- _EXTRAIT_
■ ■ ■ ■ ■
Parmi les documentaires ukrainiens réalisés après l'invasion russe de février 2022, dont beaucoup dressent un tableau général de la situation en Ukraine, Marioupol, trois femmes et une guerre se distingue en prenant le temps de dépeindre la personnalité et les parcours de trois femmes, issues d'une même famille. Il en résulte un film très émouvant, tant on s'attache à ces femmes de caractère, qui résistent chacune à leur mesure face à l'agresseur russe. Ce documentaire est visionnable gratuitement sur le site d'Arte jusqu'au 8 janvier 2026.

Un grand merci à Svitlana pour sa confiance, sa disponibilité, et sa bienveillance chaleureuse, ainsi qu'à Anna Koriagina et à l'équipe d'Arte France pour la mise en relation.


Adrien Fondecave : En France, nous connaissons votre dernier film, dont le titre ici est Marioupol, trois femmes et une guerre. Il est différent du titre international, en anglais, qui est A bit of a stranger [qu’on peut essayer de traduire par Un peu étranger]. Nous ne connaissons pas le reste de votre travail. Pouvez-vous vous présenter et nous donner un aperçu des autres films que vous avez réalisés et écrits ?


Svitlana Lishchynska : J’ai 54 ans et pendant plus de 25 ans, j’ai travaillé pour des chaînes de télévision, en réalisant des émissions de divertissement. Après 2014, j’ai commencé à aller en profondeur dans le domaine cinématographique. Vous pouvez dire de moi que je suis une « débutante tardive », parce que j’ai commencé ce nouveau chapitre de ma vie assez tard. Mais vous savez, l’avantage pour moi est que je suis une réalisatrice expérimentée, et j’ai des choses à dire aux spectateurs. Mon premier film était à propos des femmes pendant la guerre, à propos des droits des femmes pendant la guerre. C’était le début de la guerre russo-ukrainienne [qui a débuté en 2014]. C’était un almanach, et j’ai réalisé deux histoires dans ce cadre.


Après cela, j’ai réalisé des moyens métrages documentaires. Par exemple Ballroom King (2019), au sujet d’un danseur ukrainien de bals qui a étudié en Ukraine et qui a eu ensuite beaucoup de succès, en étant l’un des meilleurs danseurs du monde. Un autre de mes films est Treasures of Verona (2019). Cette histoire raconte une brillante opération mise en place par les gardes frontières ukrainiens, en collaboration avec Interpol et la Police italienne, pour rechercher 17 chefs-d’œuvre volés au Musée Castelvecchio (à Vérone, en Italie).
■ ■ ■ ■ ■
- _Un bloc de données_

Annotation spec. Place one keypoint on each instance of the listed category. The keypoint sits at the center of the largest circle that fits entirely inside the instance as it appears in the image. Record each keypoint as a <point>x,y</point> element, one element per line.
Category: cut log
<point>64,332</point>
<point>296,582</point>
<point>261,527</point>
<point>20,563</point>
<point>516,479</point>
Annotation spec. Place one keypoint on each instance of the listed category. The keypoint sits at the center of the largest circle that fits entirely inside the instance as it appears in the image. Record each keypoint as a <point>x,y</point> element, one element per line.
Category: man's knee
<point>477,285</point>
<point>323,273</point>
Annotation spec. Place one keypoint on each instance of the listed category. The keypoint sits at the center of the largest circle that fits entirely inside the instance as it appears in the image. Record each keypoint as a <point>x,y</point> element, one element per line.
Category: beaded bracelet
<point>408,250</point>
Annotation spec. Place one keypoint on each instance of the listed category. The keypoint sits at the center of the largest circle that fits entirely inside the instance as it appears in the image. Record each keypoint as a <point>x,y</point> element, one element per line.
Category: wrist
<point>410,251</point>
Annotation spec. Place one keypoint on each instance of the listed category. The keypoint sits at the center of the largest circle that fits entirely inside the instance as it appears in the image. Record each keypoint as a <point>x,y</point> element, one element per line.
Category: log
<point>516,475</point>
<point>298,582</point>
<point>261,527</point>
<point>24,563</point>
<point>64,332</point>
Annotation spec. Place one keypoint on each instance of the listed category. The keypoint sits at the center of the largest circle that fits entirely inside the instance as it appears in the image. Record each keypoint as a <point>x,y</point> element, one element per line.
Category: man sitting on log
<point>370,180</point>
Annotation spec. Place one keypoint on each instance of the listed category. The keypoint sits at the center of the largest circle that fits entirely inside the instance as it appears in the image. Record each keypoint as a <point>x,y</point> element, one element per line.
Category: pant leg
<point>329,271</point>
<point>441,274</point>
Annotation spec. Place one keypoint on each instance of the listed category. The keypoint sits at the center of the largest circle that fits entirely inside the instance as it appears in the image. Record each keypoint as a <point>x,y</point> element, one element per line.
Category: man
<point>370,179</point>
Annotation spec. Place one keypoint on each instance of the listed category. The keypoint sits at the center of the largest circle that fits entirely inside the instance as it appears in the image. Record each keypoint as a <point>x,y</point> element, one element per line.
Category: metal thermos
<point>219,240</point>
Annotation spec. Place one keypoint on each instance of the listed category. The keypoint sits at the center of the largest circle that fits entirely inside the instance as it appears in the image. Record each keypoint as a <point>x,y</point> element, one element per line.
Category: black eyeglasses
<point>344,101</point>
■ ■ ■ ■ ■
- _CONSIGNE 1_
Indiquez si chacune des affirmations suivantes concorde avec l'extrait, en répondant par oui ou par non et en citant les mots décisifs de l'extrait. (a) Svitlana Lishchynska a travaillé plus de 25 ans pour des chaînes de télévision. (b) Le film Ballroom King porte sur un gardien de musée. (c) Les 17 chefs-d'œuvre recherchés avaient été volés dans un musée de Kyiv.
- _CONSIGNE 2_
Modifiez, dans les lignes et non dans l'extrait, le passage allant du début des lignes jusqu'à la ligne contenant "<point>516,479</point>", incluse, en remplaçant "keypoint" par "marker". Ne redonnez que ce passage.

- _CORRIGÉ 1_
(a) Oui : « pendant plus de 25 ans, j’ai travaillé pour des chaînes de télévision ».
(b) Non : « au sujet d’un danseur ukrainien de bals ».
(c) Non : « volés au Musée Castelvecchio (à Vérone, en Italie) ».

- _CORRIGÉ 2_
Annotation spec. Place one marker on each instance of the listed category. The marker sits at the center of the largest circle that fits entirely inside the instance as it appears in the image. Record each marker as a <point>x,y</point> element, one element per line.
Category: cut log
<point>64,332</point>
<point>296,582</point>
<point>261,527</point>
<point>20,563</point>
<point>516,479</point>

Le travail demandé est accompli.